## Given exercise
Rewrite each of the entries below with "put a marker on" changed to "place a dot on" and every other part left the same.
>> BEGIN Material
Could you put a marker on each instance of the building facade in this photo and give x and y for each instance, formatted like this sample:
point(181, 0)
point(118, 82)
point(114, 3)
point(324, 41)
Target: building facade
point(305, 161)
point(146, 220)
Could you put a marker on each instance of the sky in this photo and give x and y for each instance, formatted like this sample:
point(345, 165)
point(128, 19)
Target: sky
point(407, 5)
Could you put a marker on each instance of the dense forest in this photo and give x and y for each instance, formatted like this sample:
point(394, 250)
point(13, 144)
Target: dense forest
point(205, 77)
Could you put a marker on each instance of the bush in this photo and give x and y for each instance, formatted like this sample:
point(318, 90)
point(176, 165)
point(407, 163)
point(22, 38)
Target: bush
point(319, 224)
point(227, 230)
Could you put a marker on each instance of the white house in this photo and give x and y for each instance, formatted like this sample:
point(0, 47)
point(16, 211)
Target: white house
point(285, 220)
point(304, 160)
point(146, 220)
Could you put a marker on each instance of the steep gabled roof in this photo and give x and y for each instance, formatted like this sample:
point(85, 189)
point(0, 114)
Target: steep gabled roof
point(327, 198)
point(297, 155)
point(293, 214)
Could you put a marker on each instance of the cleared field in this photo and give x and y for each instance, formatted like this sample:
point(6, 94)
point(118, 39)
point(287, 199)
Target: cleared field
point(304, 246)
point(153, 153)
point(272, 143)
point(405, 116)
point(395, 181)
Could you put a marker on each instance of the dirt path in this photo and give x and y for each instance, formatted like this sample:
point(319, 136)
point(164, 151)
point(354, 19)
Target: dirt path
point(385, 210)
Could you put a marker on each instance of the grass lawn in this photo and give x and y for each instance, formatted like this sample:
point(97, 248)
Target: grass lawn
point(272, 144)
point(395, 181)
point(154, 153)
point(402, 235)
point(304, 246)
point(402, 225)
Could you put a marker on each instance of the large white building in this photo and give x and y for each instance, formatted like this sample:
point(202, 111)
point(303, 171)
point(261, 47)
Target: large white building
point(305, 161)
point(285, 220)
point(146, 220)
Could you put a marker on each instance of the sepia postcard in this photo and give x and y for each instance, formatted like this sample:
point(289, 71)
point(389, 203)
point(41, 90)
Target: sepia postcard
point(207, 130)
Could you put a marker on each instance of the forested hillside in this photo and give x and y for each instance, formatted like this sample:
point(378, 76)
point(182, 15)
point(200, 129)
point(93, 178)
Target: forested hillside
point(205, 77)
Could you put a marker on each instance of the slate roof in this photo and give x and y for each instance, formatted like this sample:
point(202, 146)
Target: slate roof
>> END Material
## Output of the task
Could you place a dot on each instance of the building facade in this photo and give x and y for each instance, formatted like this sample:
point(181, 0)
point(118, 82)
point(114, 3)
point(324, 41)
Target: building facade
point(305, 161)
point(146, 220)
Could you place a dot on each instance of the sky in this photo and give x and y for each instance, formatted like this sample:
point(345, 165)
point(128, 19)
Target: sky
point(407, 5)
Could you place a dot on each instance of the dense forest in this photo and give x and y for each instance, formatted like this sample:
point(394, 250)
point(13, 144)
Target: dense forest
point(205, 77)
Could you place a dot on each instance of the bush in this photo and give x and y for each instance, formatted like this sample:
point(318, 90)
point(176, 165)
point(407, 163)
point(22, 38)
Target: bush
point(319, 224)
point(227, 230)
Could you place a dot on each instance of the white house in this photo and give x and y for each instance, formatted like this sample:
point(0, 47)
point(16, 211)
Target: white house
point(285, 220)
point(304, 160)
point(146, 220)
Could you place a dot on each instance of the steep gabled roof in this photo and give x and y for each instance, formatted like this sample:
point(85, 189)
point(0, 114)
Target: steep gabled roof
point(327, 198)
point(297, 155)
point(293, 214)
Could you place a dot on each instance of the cleared field in this photo and give x and y for each instance, formatted like this sample:
point(6, 94)
point(118, 39)
point(287, 199)
Target: cleared field
point(304, 246)
point(153, 153)
point(272, 143)
point(405, 116)
point(395, 181)
Could you place a dot on each instance of the dirt path in this photo and give x and y for each instance, formatted like this sample:
point(319, 136)
point(164, 151)
point(354, 19)
Target: dirt path
point(385, 210)
Could you place a dot on each instance of the grass lawn in this photo and give x and y for each instance, formatted like this sample:
point(97, 248)
Target: grass lawn
point(272, 144)
point(395, 181)
point(154, 153)
point(402, 235)
point(304, 246)
point(402, 225)
Could you place a dot on each instance of the large white building in this photo and give x and y for each instance, formatted like this sample:
point(202, 111)
point(303, 171)
point(261, 47)
Target: large white building
point(305, 161)
point(285, 220)
point(146, 220)
Could you place a dot on each instance of the sepia postcard in this photo and give x and y for each instance, formatted like this sample:
point(289, 71)
point(389, 203)
point(41, 90)
Target: sepia postcard
point(207, 130)
Could you place a dot on each instance of the forested hillside in this photo and give x and y for each instance, formatted like this sample:
point(378, 76)
point(182, 15)
point(200, 129)
point(93, 178)
Target: forested hillside
point(205, 77)
Could you place a dot on each instance of the slate roof in this photo and give x and y for each instance, formatted like this sample:
point(202, 146)
Target: slate roof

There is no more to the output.